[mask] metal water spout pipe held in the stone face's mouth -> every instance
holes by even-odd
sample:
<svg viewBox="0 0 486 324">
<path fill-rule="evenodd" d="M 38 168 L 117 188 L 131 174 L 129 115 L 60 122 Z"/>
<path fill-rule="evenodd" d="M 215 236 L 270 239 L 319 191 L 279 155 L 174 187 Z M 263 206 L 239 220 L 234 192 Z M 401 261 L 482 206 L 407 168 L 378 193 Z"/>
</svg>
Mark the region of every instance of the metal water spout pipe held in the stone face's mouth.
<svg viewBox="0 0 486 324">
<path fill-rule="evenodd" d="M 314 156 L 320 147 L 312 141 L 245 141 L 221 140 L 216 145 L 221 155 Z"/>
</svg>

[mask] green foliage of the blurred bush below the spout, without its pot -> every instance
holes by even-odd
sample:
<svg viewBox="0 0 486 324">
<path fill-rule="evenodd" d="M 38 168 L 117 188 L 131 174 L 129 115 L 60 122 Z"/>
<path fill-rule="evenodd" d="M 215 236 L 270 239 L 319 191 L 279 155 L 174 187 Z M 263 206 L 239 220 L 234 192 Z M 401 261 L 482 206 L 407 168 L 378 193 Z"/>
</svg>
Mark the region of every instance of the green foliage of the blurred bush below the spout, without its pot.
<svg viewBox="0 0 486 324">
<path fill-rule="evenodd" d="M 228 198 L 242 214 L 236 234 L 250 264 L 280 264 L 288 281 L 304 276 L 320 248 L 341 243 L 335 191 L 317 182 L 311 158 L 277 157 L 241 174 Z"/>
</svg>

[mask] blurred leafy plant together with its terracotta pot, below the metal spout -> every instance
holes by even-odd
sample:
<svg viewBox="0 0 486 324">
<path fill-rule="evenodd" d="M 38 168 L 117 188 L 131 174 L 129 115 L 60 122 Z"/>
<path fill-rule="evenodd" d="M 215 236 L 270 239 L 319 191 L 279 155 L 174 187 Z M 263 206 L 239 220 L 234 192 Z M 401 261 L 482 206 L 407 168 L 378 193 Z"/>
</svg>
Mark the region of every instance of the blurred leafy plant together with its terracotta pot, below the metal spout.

**Task prompt**
Retype everything in the material above exactly.

**Output for this task**
[mask] metal water spout pipe held in the stone face's mouth -> every instance
holes by even-odd
sample:
<svg viewBox="0 0 486 324">
<path fill-rule="evenodd" d="M 38 168 L 117 188 L 131 174 L 129 115 L 60 122 Z"/>
<path fill-rule="evenodd" d="M 215 236 L 270 239 L 319 191 L 279 155 L 174 187 Z M 263 206 L 239 220 L 234 192 Z M 401 261 L 482 206 L 407 168 L 378 193 Z"/>
</svg>
Mark the region of every instance of the metal water spout pipe held in the stone face's mouth.
<svg viewBox="0 0 486 324">
<path fill-rule="evenodd" d="M 314 156 L 320 147 L 312 141 L 245 141 L 221 140 L 216 145 L 221 155 Z"/>
</svg>

[mask] green foliage of the blurred bush below the spout, without its pot -> every instance
holes by even-odd
sample:
<svg viewBox="0 0 486 324">
<path fill-rule="evenodd" d="M 38 168 L 117 188 L 131 174 L 129 115 L 60 122 Z"/>
<path fill-rule="evenodd" d="M 215 236 L 270 239 L 319 191 L 279 155 L 174 187 Z M 263 206 L 239 220 L 234 192 Z M 401 261 L 482 206 L 407 168 L 378 193 Z"/>
</svg>
Mark the region of every instance of the green foliage of the blurred bush below the spout, without its pot.
<svg viewBox="0 0 486 324">
<path fill-rule="evenodd" d="M 228 198 L 242 214 L 236 234 L 250 264 L 280 264 L 288 281 L 304 276 L 320 248 L 341 243 L 335 191 L 317 182 L 311 158 L 277 157 L 241 174 Z"/>
</svg>

[mask] blurred leafy plant together with its terracotta pot, below the metal spout -> every instance
holes by even-odd
sample:
<svg viewBox="0 0 486 324">
<path fill-rule="evenodd" d="M 38 168 L 117 188 L 131 174 L 129 115 L 60 122 Z"/>
<path fill-rule="evenodd" d="M 215 236 L 270 239 L 319 191 L 279 155 L 174 187 Z M 263 206 L 239 220 L 234 192 Z M 401 261 L 482 206 L 407 168 L 378 193 Z"/>
</svg>
Mark the region of every instance of the blurred leafy plant together with its terracotta pot, below the metal spout.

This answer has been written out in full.